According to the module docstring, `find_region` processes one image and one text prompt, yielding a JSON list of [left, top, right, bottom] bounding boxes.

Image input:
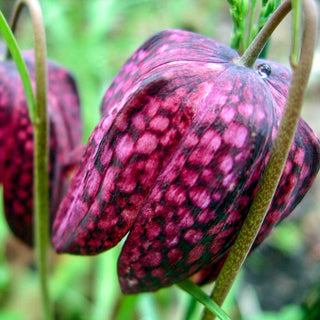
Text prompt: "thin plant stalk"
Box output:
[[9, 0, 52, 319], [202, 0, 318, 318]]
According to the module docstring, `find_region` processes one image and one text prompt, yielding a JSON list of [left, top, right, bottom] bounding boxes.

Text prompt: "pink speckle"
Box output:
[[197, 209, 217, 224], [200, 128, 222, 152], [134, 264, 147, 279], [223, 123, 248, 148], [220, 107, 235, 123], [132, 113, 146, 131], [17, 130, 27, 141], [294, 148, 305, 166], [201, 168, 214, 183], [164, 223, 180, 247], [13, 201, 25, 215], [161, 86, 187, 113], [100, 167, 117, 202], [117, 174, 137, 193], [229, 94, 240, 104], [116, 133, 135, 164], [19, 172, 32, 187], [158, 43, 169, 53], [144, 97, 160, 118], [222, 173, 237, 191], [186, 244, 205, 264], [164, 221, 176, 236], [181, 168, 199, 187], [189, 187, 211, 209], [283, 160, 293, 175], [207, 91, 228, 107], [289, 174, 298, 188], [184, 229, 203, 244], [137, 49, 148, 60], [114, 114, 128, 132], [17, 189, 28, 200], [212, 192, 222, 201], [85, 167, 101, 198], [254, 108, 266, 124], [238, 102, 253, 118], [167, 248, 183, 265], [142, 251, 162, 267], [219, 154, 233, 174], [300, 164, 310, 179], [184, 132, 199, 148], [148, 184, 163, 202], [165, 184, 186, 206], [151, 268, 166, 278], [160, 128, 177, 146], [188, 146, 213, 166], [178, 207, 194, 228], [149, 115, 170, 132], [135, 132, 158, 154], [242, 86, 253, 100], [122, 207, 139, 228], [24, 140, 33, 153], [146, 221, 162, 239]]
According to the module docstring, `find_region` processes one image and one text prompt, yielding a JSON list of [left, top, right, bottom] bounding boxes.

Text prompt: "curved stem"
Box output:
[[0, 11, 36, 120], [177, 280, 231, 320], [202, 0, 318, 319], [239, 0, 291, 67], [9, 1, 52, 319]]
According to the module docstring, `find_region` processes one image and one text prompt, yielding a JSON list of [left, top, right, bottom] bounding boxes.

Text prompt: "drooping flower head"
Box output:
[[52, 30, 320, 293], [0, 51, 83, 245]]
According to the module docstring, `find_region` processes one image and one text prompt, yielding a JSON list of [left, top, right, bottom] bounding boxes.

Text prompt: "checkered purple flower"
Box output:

++++++++

__What you need to do__: Pictures aside, return all the entries above exactly.

__Output below__:
According to the module docstring, `find_region` processes one image and one text prompt, yielding a JSON list of [left, top, right, bottom] bounding boxes.

Image input:
Text prompt: "thin plant stalk"
Box output:
[[9, 0, 52, 319], [202, 0, 318, 318]]
According to the module docstring, `find_region` processes one image and one text prompt, yielding a JSON list of [left, top, right, bottom] bounding boxes.

Text prompt: "pink speckle"
Box output:
[[197, 209, 217, 224], [200, 128, 222, 152], [134, 264, 147, 279], [223, 123, 248, 148], [220, 107, 235, 123], [132, 113, 146, 131], [17, 130, 27, 141], [294, 148, 305, 166], [201, 168, 214, 183], [164, 223, 180, 247], [13, 201, 25, 215], [161, 86, 187, 113], [100, 167, 117, 202], [117, 174, 137, 193], [229, 94, 240, 104], [116, 133, 135, 164], [19, 172, 32, 187], [158, 43, 169, 53], [144, 97, 160, 118], [222, 173, 237, 191], [186, 244, 205, 264], [164, 221, 176, 236], [181, 168, 199, 187], [189, 187, 211, 209], [283, 160, 293, 175], [207, 91, 228, 107], [289, 174, 298, 188], [184, 229, 203, 244], [137, 49, 148, 60], [114, 114, 128, 132], [17, 189, 28, 200], [212, 192, 222, 201], [85, 167, 101, 198], [254, 108, 266, 124], [238, 102, 253, 118], [167, 248, 183, 265], [142, 251, 162, 267], [219, 154, 233, 174], [300, 164, 310, 179], [184, 132, 199, 148], [148, 184, 163, 202], [165, 184, 186, 206], [151, 268, 166, 278], [160, 128, 177, 146], [188, 146, 213, 166], [178, 207, 194, 228], [149, 115, 170, 132], [135, 132, 158, 154], [242, 86, 253, 100], [122, 207, 139, 228], [24, 140, 33, 153], [146, 221, 162, 239]]
According to the module docstring, `find_region` processes one image and one text prompt, yielding a JSON list of [left, top, right, bottom] bounding boxes.

Text prompt: "curved stem"
Box output:
[[0, 11, 36, 120], [177, 280, 231, 320], [202, 0, 318, 319], [239, 0, 291, 67], [9, 1, 52, 319]]
According to the module docstring, `find_region` processes one image and one text prompt, yielding a JSON list of [left, top, right, bottom] bounding boxes.

Text prompt: "drooping flower head"
Box output:
[[52, 30, 320, 293], [0, 51, 83, 245]]
According to the module docstring, `find_region` processes one image and one text prompt, yielding a JSON list of [left, top, right, bottom] bounding boxes.

Text prompt: "checkered purple flower"
Box output:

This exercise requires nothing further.